WHAT YOU NEED TO DO
Rewrite the lines of every entry below as a numbered list, omitting any blank lines.

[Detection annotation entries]
## Start

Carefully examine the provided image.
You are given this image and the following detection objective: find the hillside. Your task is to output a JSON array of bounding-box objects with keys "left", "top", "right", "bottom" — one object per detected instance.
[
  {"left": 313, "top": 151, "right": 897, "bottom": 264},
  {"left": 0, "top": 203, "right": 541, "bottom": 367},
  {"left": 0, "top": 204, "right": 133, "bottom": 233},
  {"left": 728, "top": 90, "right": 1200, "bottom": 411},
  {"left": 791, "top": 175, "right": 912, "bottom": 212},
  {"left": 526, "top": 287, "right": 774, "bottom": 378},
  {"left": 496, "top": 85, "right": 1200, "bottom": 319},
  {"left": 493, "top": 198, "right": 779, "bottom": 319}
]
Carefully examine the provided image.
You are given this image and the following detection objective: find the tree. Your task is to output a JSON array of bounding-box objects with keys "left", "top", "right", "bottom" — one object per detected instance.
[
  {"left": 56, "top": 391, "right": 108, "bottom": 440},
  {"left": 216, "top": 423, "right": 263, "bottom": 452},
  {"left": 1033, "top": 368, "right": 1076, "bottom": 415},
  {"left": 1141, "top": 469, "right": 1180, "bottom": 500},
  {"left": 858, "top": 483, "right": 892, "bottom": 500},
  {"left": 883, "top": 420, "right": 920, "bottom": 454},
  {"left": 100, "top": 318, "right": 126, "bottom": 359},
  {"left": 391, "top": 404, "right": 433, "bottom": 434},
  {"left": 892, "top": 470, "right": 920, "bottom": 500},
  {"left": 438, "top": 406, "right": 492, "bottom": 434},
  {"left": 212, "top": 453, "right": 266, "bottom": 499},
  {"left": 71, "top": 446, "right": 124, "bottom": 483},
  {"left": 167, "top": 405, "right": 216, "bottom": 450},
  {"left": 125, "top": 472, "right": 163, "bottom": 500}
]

## End

SOLUTION
1. Carefully examine the provided image.
2. You are given this image and the following detection objective: find the hillside. Your task is to output a JSON array of bounding-box objects with keys "left", "top", "right", "bottom" — one object per detected instance.
3. [
4.   {"left": 313, "top": 151, "right": 897, "bottom": 264},
5.   {"left": 0, "top": 203, "right": 541, "bottom": 367},
6.   {"left": 0, "top": 204, "right": 133, "bottom": 233},
7.   {"left": 728, "top": 90, "right": 1200, "bottom": 411},
8.   {"left": 791, "top": 175, "right": 912, "bottom": 212},
9.   {"left": 526, "top": 287, "right": 774, "bottom": 378},
10.   {"left": 496, "top": 85, "right": 1200, "bottom": 319},
11.   {"left": 493, "top": 198, "right": 779, "bottom": 319}
12. ]
13. Carefully examine the provided image.
14. You are given this image and the following detection objective: find the tree. Your task is to output a JSON array of bounding-box objects with keys "left", "top", "right", "bottom" — one object per detected instance.
15. [
16.   {"left": 56, "top": 391, "right": 108, "bottom": 440},
17.   {"left": 216, "top": 423, "right": 263, "bottom": 452},
18.   {"left": 1033, "top": 368, "right": 1076, "bottom": 415},
19.   {"left": 1141, "top": 469, "right": 1180, "bottom": 500},
20.   {"left": 858, "top": 483, "right": 892, "bottom": 500},
21.   {"left": 883, "top": 420, "right": 920, "bottom": 454},
22.   {"left": 100, "top": 318, "right": 126, "bottom": 359},
23.   {"left": 391, "top": 404, "right": 433, "bottom": 434},
24.   {"left": 892, "top": 470, "right": 920, "bottom": 500},
25.   {"left": 438, "top": 406, "right": 492, "bottom": 434},
26.   {"left": 212, "top": 453, "right": 266, "bottom": 499},
27.   {"left": 71, "top": 446, "right": 124, "bottom": 483},
28.   {"left": 167, "top": 405, "right": 216, "bottom": 450},
29.   {"left": 125, "top": 472, "right": 163, "bottom": 500}
30. ]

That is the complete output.